═════ Task inputs

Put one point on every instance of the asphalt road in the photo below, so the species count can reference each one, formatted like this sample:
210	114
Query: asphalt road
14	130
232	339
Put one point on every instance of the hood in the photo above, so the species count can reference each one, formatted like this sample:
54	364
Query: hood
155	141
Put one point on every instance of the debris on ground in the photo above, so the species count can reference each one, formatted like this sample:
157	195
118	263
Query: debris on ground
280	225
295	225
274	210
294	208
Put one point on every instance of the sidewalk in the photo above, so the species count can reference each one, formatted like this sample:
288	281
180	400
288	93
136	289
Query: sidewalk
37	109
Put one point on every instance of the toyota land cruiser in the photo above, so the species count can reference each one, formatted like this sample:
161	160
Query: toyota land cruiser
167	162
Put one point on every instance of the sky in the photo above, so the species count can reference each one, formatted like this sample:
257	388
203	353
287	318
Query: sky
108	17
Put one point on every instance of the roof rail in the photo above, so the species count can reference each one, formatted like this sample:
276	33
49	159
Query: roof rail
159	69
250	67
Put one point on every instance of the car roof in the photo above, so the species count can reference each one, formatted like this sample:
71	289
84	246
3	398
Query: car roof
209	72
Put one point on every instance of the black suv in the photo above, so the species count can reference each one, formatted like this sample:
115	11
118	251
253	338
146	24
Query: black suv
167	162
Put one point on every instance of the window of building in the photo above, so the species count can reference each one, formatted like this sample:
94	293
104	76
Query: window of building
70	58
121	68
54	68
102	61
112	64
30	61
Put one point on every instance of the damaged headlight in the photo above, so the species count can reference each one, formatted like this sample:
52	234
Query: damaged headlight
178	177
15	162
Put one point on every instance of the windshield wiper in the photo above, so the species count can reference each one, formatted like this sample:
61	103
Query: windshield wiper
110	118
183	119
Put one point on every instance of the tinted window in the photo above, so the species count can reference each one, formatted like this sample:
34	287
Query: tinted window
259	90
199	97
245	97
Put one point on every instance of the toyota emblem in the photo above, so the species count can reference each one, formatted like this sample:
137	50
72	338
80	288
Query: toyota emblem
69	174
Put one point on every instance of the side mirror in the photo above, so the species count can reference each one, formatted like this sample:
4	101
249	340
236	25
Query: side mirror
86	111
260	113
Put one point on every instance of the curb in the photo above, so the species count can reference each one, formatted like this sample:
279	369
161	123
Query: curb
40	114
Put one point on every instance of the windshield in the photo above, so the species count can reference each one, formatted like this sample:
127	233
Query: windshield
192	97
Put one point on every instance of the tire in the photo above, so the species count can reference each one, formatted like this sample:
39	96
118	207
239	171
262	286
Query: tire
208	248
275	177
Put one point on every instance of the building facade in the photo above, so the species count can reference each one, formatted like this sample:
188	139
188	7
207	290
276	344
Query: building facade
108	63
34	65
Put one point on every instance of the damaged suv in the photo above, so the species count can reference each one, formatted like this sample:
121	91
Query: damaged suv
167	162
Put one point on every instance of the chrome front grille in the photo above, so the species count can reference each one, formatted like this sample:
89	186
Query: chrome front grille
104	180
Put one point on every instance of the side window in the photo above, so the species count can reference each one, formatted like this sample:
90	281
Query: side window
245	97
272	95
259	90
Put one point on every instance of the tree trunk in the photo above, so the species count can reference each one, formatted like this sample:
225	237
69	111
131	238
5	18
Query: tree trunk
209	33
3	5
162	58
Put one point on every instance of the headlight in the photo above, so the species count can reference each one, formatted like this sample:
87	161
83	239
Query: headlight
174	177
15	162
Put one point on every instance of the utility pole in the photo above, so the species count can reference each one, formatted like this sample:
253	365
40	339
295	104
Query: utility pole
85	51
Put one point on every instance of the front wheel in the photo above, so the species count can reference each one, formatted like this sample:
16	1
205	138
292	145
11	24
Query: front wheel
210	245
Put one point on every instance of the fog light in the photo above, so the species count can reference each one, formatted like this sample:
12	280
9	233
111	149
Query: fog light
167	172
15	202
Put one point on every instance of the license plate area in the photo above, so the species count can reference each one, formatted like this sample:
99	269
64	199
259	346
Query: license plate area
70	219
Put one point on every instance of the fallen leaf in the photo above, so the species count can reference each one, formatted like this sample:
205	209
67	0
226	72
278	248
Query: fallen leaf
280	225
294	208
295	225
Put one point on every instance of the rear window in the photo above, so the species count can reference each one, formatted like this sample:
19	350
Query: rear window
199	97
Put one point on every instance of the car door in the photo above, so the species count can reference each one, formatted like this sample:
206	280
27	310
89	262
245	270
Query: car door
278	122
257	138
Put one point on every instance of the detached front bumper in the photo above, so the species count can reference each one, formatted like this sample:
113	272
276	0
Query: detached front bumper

══════════

§ **Set problem**:
Only the lines from the one containing "Put one point on every instance of the utility" through the end of the entries above belong in the answer; repeat them exactly.

§ **Exercise result**:
Put one point on every instance of the utility pole in the photo above, so the species count can reference each one, formatted like this sample:
253	365
40	339
295	104
Query: utility pole
85	51
Put one point on every instance of the front wheel in the photo above, so the species count can reference each one, formatted like this sample:
16	1
205	138
292	145
11	24
Query: front wheel
210	245
Put one point on every instance of the fog light in the photo above, so the species count can reference each one, formatted like this sample:
12	280
9	233
111	149
Query: fog light
167	172
15	202
Put one point on every instance of the license plate area in the photo above, so the species count can reference each one, formatted like this sample:
99	269
64	199
259	346
Query: license plate area
70	219
Put one point on every instance of the fallen leaf in the photo above, so the species count can reference each one, formatted like this sample:
205	209
67	0
226	72
278	248
Query: fallen leaf
280	225
294	208
295	225
Put one point on every instance of the rear window in the photo above, so the species count can reference each one, formatted like this sample:
19	350
Query: rear window
199	97
Put one point on every instance of the car door in the photo above, so the species count can reference each one, formatted like this sample:
206	280
27	310
89	262
245	270
Query: car door
278	122
257	138
Put one point on every instance of the detached front bumper in the photo above, so the species count can reference each one, formatted like this sample:
113	272
276	0
Query: detached front bumper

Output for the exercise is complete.